MATERIAL FOR THIS TASK ::
____________________
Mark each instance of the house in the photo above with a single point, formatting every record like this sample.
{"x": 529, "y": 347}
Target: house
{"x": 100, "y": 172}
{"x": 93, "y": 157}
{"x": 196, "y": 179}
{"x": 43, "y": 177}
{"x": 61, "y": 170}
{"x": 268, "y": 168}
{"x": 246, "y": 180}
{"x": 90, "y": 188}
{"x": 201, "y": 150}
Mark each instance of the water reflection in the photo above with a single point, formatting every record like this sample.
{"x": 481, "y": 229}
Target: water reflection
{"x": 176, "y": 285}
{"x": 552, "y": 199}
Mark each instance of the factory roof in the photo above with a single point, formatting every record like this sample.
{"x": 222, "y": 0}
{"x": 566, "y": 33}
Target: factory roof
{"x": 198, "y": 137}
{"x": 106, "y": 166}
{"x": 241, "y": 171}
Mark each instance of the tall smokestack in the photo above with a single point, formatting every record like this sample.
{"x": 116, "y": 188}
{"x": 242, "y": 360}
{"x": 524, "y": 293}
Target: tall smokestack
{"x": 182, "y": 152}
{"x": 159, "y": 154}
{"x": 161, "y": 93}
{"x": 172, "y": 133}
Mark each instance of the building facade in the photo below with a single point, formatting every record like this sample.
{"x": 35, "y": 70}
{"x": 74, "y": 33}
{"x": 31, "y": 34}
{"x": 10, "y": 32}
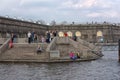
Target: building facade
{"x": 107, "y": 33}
____________________
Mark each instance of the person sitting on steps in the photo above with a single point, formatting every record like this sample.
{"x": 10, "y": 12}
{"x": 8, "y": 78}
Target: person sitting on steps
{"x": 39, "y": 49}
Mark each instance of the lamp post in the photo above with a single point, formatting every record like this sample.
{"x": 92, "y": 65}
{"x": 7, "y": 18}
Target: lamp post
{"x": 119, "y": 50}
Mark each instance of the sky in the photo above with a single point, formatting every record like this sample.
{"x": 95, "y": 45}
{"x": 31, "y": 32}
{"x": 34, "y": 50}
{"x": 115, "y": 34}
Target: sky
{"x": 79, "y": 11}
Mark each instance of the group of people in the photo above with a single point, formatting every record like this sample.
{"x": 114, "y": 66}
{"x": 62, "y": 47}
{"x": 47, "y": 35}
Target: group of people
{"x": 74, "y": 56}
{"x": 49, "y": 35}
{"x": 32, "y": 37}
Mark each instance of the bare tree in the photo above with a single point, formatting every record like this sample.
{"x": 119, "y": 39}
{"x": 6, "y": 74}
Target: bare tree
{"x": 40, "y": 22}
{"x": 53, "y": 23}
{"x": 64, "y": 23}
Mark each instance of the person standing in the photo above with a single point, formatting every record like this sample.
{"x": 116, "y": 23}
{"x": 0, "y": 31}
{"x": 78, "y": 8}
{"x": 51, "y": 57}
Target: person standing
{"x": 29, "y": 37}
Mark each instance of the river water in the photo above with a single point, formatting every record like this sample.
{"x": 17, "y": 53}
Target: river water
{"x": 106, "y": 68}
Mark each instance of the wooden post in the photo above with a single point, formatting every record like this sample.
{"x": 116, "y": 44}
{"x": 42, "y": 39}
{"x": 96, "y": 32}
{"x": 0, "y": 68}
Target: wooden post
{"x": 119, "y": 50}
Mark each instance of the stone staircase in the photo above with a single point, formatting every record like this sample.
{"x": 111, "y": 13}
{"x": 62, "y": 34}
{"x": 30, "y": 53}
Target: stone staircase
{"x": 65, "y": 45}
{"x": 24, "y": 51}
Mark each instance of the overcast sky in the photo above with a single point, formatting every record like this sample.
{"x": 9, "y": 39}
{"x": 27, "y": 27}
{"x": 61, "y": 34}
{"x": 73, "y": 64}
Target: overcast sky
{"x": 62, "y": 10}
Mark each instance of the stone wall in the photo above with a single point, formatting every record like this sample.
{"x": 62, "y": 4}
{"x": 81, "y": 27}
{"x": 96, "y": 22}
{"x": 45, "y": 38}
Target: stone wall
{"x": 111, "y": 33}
____________________
GIVEN INSTRUCTION :: Pick out each line in the items above that contains the word "person" and copy those lines out.

FINISHED ANSWER ::
Mark each instance of the person sitting on steps in the photo above with a single point, formatting every record like this sample.
Target: person sitting on steps
Mark each instance of the person standing in the photo above with a single point, formatting every record like this sample.
Target: person standing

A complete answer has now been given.